* **WHAT IS BEING ASKED**: Please recast the data below as a Markdown table with the columns Row and Data line, giving each line its own numbered row. Skip blank lines and leave the pictures out.

* **DATA SECTION**:
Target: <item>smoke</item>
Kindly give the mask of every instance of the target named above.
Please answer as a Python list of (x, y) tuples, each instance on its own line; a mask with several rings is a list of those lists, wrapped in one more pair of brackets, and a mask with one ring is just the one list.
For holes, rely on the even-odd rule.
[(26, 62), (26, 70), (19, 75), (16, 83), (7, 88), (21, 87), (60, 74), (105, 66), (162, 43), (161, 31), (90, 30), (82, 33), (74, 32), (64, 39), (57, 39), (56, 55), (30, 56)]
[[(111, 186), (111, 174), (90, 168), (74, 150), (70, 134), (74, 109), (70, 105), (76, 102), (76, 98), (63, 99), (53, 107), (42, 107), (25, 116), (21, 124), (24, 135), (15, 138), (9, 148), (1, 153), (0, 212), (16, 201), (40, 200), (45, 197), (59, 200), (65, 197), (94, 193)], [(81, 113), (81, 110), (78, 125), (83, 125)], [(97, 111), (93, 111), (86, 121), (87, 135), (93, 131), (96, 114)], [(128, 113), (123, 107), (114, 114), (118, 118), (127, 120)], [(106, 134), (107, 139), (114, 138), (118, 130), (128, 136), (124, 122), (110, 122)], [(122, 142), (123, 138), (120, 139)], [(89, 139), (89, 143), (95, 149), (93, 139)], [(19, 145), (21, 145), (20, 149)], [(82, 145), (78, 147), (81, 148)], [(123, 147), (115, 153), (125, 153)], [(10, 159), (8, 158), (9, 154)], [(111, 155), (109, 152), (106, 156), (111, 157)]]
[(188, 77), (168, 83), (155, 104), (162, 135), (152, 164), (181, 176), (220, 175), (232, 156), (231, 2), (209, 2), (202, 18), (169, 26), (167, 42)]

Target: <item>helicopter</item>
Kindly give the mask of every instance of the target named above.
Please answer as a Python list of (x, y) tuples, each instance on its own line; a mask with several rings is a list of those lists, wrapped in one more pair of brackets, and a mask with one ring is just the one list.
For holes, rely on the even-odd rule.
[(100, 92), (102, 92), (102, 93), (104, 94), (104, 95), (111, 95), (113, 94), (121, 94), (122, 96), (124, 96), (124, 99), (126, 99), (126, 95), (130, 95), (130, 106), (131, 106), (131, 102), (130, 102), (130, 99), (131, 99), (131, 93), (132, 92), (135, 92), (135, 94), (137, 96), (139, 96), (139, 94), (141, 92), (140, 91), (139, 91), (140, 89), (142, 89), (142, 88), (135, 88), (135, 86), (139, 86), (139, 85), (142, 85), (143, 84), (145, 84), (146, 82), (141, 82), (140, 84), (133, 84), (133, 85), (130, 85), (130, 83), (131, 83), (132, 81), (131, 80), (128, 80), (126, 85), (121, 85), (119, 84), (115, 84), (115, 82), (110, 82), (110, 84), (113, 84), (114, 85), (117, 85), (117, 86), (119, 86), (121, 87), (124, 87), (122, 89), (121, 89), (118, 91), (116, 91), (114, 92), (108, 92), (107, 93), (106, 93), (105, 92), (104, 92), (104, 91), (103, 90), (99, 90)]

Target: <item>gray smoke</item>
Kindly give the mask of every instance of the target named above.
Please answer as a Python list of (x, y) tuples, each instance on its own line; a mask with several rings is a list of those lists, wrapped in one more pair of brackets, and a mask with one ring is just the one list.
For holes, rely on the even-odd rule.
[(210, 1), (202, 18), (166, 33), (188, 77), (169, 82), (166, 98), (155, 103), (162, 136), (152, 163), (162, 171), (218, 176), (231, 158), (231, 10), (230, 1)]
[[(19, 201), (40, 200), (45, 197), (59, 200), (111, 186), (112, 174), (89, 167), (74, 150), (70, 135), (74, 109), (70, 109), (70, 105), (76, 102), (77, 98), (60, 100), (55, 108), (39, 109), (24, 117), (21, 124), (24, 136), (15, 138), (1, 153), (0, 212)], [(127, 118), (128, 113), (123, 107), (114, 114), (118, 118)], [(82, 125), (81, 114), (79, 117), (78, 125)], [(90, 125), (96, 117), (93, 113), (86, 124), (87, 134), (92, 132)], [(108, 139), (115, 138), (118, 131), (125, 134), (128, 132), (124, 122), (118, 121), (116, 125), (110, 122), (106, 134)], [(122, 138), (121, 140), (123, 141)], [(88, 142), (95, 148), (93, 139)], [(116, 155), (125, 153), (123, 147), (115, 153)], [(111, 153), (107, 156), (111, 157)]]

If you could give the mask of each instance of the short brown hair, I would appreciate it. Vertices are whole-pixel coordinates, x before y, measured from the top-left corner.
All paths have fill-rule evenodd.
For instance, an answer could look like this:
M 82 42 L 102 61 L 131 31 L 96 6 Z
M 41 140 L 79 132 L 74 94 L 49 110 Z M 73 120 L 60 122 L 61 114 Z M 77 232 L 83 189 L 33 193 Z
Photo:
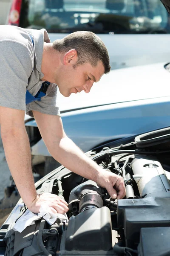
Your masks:
M 74 32 L 62 39 L 56 40 L 53 44 L 54 49 L 60 52 L 67 52 L 72 49 L 76 50 L 78 61 L 76 67 L 85 63 L 96 67 L 98 62 L 101 61 L 105 68 L 105 74 L 110 70 L 108 50 L 100 38 L 93 32 Z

* **RIGHT ANSWER**:
| Row | Data line |
|---|---|
| 1 | Target: <item>smoke</item> |
| 2 | Kindly give the mask of every instance of the target named above. |
| 3 | Please answer as a Python list of (x, y) tuples, each instance on its own line; a mask with several rings is a list of those lists, wrapped in one more pair of brackets, and a mask with one ring is just the one list. |
| 4 | For holes, rely on the even-odd rule. |
| 5 | [(26, 62), (26, 70), (19, 75), (16, 83), (7, 88), (21, 87), (60, 74), (105, 66), (162, 43), (161, 31), (90, 30), (82, 33), (74, 32), (64, 39), (57, 39), (56, 55), (30, 56)] |
| 6 | [[(111, 186), (111, 174), (90, 168), (74, 150), (70, 134), (74, 109), (70, 105), (76, 102), (76, 98), (63, 99), (53, 107), (42, 107), (25, 116), (21, 124), (24, 135), (15, 138), (9, 148), (1, 153), (0, 212), (16, 201), (40, 200), (45, 197), (59, 200), (65, 197), (94, 193)], [(81, 113), (81, 110), (78, 125), (83, 125)], [(97, 111), (93, 111), (86, 121), (87, 135), (93, 131), (96, 114)], [(128, 113), (123, 107), (114, 114), (118, 118), (127, 120)], [(106, 134), (107, 139), (114, 138), (118, 130), (128, 136), (124, 122), (110, 122)], [(122, 142), (123, 138), (120, 139)], [(89, 139), (89, 143), (95, 149), (93, 139)], [(19, 145), (21, 145), (20, 149)], [(82, 145), (78, 147), (81, 148)], [(123, 147), (115, 153), (125, 153)], [(10, 159), (8, 158), (9, 154)], [(111, 155), (109, 152), (106, 156), (111, 157)]] |
| 7 | [(188, 77), (168, 83), (155, 104), (162, 135), (152, 164), (181, 176), (220, 175), (232, 156), (231, 2), (209, 2), (202, 18), (169, 26), (167, 42)] |
| 8 | Target: <item>helicopter</item> |
| 9 | Kindly give the mask of every instance of the target named above. |
| 10 | Please answer as a Python list of (x, y) tuples, each instance on its own line; a mask with several rings is a list of those lists, wrapped in one more pair of brackets, and a mask with one ring is just the one list. |
| 11 | For holes, rely on the even-odd rule. |
| 12 | [(100, 92), (102, 92), (102, 93), (104, 94), (104, 95), (111, 95), (113, 94), (121, 94), (122, 96), (124, 96), (124, 99), (126, 99), (126, 95), (130, 95), (130, 106), (131, 106), (131, 102), (130, 102), (130, 99), (131, 99), (131, 93), (132, 92), (135, 92), (135, 94), (137, 96), (139, 96), (139, 94), (141, 92), (140, 91), (139, 91), (140, 89), (142, 89), (142, 88), (135, 88), (135, 86), (139, 86), (139, 85), (142, 85), (143, 84), (145, 84), (146, 82), (141, 82), (140, 84), (133, 84), (133, 85), (130, 85), (130, 83), (131, 83), (132, 81), (131, 80), (128, 80), (126, 85), (121, 85), (119, 84), (115, 84), (115, 82), (110, 82), (110, 84), (113, 84), (114, 85), (117, 85), (117, 86), (119, 86), (121, 87), (124, 87), (122, 89), (121, 89), (118, 91), (116, 91), (114, 92), (108, 92), (107, 93), (106, 93), (105, 92), (104, 92), (104, 91), (103, 90), (99, 90)] |
| 13 | Target: <item>gray smoke</item> |
| 14 | Kindly give the mask of every instance of the target named above. |
| 15 | Please answer as a Python list of (x, y) tuples, each instance on its own line; a mask with several rings is a list of those lists, wrapped in one more pair of brackets, and a mask with one ring is just the one list. |
| 16 | For holes, rely on the even-odd rule. |
| 17 | [(210, 1), (202, 18), (166, 33), (188, 77), (169, 82), (166, 98), (155, 103), (162, 136), (152, 163), (162, 171), (218, 176), (231, 158), (231, 10), (230, 1)] |
| 18 | [[(19, 201), (40, 200), (45, 197), (59, 200), (111, 186), (112, 174), (89, 167), (74, 150), (70, 135), (74, 109), (70, 109), (70, 105), (76, 102), (77, 98), (60, 100), (55, 108), (39, 109), (24, 117), (21, 124), (24, 136), (15, 138), (1, 153), (0, 212)], [(127, 118), (128, 113), (123, 107), (114, 114), (118, 118)], [(82, 125), (81, 114), (79, 117), (78, 125)], [(90, 125), (96, 117), (93, 113), (86, 124), (87, 134), (92, 132)], [(108, 139), (115, 138), (118, 131), (125, 134), (128, 132), (124, 122), (118, 121), (116, 125), (110, 122), (106, 134)], [(122, 138), (121, 140), (123, 141)], [(88, 142), (95, 148), (93, 139)], [(116, 155), (125, 153), (123, 147), (115, 153)], [(111, 153), (107, 156), (111, 157)]] |
| 19 | If you could give the mask of each instance of the short brown hair, I would appreciate it. Vertices are whole-pixel coordinates, x before y, measured from the top-left corner. |
| 20 | All paths have fill-rule evenodd. |
| 21 | For instance, an answer could look like this: |
| 22 | M 82 42 L 102 61 L 131 31 L 96 6 Z |
| 23 | M 41 140 L 79 132 L 74 94 L 49 110 Z M 73 120 L 60 122 L 61 114 Z M 77 232 L 83 189 L 33 193 Z |
| 24 | Photo: |
| 25 | Your masks: |
| 26 | M 74 32 L 62 39 L 56 40 L 53 44 L 54 49 L 60 52 L 67 52 L 72 49 L 76 50 L 78 61 L 76 67 L 85 63 L 96 67 L 98 62 L 101 61 L 105 68 L 105 74 L 110 70 L 108 50 L 100 38 L 93 32 Z |